David Buckland and I awoke at 3:45 this morning to join first mate, Renske Ritzema, on the morning watch. We hoisted anchor at Sorgfiorden on the island of Friedland to head south through Hinlopenstretet. Our hope was to get through the polar ice that had been drifting northward through the straight, and dogging us for the past several days. The very same ice that nearly trapped us yesterday. To the disappointment of the polar bears, we got away. Full news on other reports.

There was the dimmest light in the sky, as indeed there is all through the night at this time of year. Looking across the horizon, Renske pointed out, one can see where the ice is located, not from seeing the ice itself but by detecting the white reflective band it makes on the skyline.

Within a half an hour I was at the controls of the ship with the entire Cape Farewell team, unawares, slumbering below. It was blissfull; silent and calm. There’s a lot of life on board this boat and it was really wonderful to be in the vastness of the arctic morn with the gang asleep.

## [Task inputs]
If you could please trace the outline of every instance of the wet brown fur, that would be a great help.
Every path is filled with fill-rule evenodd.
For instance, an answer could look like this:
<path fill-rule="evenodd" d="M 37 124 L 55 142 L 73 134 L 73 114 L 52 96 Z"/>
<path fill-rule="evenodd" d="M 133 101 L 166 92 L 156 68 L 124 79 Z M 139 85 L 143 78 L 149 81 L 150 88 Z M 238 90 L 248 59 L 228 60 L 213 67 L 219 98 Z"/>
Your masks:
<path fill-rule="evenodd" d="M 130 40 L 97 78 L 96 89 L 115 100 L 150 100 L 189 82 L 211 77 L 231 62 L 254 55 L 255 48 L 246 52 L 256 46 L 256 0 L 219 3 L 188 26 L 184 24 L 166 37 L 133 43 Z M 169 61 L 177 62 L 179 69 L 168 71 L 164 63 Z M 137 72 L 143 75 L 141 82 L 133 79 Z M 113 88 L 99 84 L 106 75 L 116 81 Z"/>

==

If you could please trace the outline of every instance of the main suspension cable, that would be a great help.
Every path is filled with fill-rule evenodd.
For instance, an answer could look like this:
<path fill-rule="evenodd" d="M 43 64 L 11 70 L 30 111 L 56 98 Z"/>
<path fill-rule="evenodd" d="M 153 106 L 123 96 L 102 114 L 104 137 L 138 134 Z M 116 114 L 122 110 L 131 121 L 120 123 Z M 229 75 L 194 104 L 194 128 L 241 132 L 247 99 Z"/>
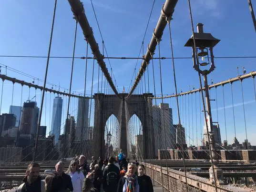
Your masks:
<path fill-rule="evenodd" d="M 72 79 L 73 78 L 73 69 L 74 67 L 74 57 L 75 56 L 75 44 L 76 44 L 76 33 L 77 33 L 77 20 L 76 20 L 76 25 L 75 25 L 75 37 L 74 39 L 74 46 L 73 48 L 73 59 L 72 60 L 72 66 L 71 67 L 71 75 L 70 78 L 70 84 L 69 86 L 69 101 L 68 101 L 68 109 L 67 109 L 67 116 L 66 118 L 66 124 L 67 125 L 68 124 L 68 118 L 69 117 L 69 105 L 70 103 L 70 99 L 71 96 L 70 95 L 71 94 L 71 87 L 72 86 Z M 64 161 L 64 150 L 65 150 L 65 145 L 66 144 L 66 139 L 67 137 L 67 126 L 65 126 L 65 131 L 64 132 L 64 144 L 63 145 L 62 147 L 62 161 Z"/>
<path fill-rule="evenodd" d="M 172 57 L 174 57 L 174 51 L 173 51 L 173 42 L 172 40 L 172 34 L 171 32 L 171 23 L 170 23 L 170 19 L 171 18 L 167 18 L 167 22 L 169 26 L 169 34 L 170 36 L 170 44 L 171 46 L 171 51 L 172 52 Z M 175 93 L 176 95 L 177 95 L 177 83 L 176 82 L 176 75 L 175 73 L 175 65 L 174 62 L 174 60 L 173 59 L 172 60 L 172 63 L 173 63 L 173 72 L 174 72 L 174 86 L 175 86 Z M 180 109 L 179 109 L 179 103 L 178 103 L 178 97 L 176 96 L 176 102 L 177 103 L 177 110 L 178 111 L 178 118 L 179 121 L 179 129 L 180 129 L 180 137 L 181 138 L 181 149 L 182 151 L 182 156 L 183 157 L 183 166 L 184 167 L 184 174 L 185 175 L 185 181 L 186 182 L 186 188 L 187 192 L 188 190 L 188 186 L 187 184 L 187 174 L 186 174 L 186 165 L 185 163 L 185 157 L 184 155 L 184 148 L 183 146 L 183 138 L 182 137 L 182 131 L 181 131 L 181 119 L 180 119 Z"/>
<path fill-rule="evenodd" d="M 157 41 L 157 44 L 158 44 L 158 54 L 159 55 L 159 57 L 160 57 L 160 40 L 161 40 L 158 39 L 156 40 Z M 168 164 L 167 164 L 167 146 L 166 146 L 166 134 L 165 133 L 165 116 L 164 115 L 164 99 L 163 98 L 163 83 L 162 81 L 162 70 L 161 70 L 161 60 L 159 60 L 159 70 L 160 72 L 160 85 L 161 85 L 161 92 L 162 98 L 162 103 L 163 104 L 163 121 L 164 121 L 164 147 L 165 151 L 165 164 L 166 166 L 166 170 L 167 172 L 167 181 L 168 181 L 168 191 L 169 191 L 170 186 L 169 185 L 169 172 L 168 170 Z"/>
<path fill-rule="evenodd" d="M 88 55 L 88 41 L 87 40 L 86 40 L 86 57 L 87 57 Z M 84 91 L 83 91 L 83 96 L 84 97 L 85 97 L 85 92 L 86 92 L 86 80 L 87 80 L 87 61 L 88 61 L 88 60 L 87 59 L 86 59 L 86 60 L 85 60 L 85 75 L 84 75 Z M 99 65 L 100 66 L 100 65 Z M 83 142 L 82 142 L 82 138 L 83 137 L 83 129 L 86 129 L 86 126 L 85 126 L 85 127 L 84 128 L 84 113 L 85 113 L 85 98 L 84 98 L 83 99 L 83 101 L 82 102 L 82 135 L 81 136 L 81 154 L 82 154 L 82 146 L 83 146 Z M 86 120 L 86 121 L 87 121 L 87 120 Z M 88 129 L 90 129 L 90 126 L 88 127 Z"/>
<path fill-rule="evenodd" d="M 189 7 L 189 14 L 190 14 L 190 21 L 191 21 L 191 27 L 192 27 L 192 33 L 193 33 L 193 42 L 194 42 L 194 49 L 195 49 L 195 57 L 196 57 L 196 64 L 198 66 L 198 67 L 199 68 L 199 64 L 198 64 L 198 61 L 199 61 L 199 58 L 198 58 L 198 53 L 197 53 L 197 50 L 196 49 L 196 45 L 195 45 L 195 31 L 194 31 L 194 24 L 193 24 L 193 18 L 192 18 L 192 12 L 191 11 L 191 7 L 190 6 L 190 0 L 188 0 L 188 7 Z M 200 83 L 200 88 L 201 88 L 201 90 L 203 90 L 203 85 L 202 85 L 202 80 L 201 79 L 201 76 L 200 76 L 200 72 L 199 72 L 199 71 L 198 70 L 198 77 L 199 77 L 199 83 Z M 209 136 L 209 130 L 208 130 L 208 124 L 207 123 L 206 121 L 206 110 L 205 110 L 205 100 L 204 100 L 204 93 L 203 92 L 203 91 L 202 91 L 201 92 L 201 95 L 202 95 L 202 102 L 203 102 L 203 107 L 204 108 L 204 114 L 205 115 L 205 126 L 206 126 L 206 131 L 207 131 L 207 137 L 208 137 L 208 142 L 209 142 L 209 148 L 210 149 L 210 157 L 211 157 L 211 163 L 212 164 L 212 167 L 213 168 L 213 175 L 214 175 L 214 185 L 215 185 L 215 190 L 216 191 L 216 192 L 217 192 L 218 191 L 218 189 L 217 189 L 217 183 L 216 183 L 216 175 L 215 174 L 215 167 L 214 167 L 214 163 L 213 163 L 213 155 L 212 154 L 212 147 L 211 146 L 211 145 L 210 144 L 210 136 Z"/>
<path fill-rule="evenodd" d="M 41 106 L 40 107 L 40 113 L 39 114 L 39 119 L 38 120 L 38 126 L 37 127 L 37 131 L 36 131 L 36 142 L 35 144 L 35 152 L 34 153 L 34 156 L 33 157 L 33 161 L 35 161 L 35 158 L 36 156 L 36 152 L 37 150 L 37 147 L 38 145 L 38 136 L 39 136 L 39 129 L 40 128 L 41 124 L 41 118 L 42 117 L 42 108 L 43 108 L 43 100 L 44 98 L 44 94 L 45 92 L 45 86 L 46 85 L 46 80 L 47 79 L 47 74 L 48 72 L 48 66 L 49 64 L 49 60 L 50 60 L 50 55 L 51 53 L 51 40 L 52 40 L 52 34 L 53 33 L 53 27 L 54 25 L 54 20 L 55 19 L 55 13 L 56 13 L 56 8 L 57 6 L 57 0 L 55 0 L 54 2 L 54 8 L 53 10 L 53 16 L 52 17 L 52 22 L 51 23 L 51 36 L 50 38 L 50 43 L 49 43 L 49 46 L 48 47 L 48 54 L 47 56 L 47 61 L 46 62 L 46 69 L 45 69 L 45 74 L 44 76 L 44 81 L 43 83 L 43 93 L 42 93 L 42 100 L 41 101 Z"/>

## [Short task A]
In the first block of rows, set down the stretch from the row containing "fur, that would be a great help." through the row containing "130 40 L 97" exactly as it appears, with both of those rows included.
## [Short task B]
Carry the account of the Arctic morning watch forward from its final sentence.

## [Exercise output A]
If you could please trace the outline of every instance of the wet brown fur, that would be a great help.
Every path is filled with fill-rule evenodd.
For instance, an answer could look like this:
<path fill-rule="evenodd" d="M 37 124 L 55 142 L 73 134 L 73 114 L 52 96 Z"/>
<path fill-rule="evenodd" d="M 133 101 L 166 92 L 156 68 L 124 79 Z M 139 85 L 143 78 L 149 81 L 150 88 Z M 238 90 L 248 59 L 228 60 L 213 67 L 219 98 Z"/>
Your masks:
<path fill-rule="evenodd" d="M 130 40 L 97 78 L 96 89 L 115 100 L 150 100 L 189 82 L 211 77 L 231 62 L 254 55 L 255 48 L 246 52 L 256 46 L 256 0 L 219 3 L 188 26 L 184 24 L 166 37 L 133 43 Z M 169 61 L 177 62 L 179 69 L 168 71 L 164 63 Z M 137 72 L 143 75 L 141 82 L 133 79 Z M 113 88 L 99 84 L 106 75 L 116 81 Z"/>

## [Exercise output B]
She is sweet to control, this vessel. One needs to feel the turnings and compensations of the wheel as she moves about the course, mildly rolling in the morning swell. Finding the way through the broken ice pack adds to the joy, especially when successful.

And successful we were, to a point. The ice pack arrived, first on the horizon, then up close. Soon we were within. Renske took over the controls. Simon, our brilliant and friendly scientist, explains that loose polar ice is moved by a combination of wind and rotation of the earth, the latter causing the pack to drift to the east. The ship’s radar and Renske’s skill guide us through to open water.

But not for long as events turn. Two hours south we encounter the second wave of ice blocking our progress. I learn the patience of polar sailing, as we head back north to the fjord from which we came. Seems we will spend another night at Sorgfiorden with the hope that the disappearing polar ice pack will float past us, thereby allowing our passage tomorrow to future adventures.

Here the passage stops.